## Problem requirements
Pull out every line of the material below that contains the string "pickup", matching case exactly.

═════ Supplied data ═════

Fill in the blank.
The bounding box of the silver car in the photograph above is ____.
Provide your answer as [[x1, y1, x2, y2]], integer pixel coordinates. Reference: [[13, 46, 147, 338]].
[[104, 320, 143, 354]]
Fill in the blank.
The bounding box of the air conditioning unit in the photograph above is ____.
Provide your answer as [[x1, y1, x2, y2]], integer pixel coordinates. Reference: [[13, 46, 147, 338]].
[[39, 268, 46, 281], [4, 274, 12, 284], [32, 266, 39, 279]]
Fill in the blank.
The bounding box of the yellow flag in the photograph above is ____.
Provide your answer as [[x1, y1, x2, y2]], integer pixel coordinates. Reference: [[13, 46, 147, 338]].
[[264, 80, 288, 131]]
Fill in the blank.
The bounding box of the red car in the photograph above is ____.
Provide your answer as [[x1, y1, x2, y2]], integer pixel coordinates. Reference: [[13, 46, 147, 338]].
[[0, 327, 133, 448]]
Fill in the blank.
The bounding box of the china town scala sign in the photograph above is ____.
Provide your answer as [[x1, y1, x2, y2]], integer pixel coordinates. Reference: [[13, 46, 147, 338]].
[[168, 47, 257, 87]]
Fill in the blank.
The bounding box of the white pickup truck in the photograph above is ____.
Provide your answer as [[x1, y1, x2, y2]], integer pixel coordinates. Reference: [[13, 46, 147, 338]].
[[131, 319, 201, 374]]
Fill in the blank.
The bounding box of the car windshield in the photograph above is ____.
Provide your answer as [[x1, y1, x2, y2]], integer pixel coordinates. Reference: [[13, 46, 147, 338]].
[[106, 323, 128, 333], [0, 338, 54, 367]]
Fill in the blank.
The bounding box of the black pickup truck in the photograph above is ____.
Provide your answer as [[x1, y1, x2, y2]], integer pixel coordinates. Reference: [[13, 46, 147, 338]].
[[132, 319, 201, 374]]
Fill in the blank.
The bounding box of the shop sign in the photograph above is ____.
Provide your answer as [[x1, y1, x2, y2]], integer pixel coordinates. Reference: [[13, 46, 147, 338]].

═════

## Exercise result
The bounding box of the white pickup truck in the photograph above is ____.
The bounding box of the black pickup truck in the photograph above is ____.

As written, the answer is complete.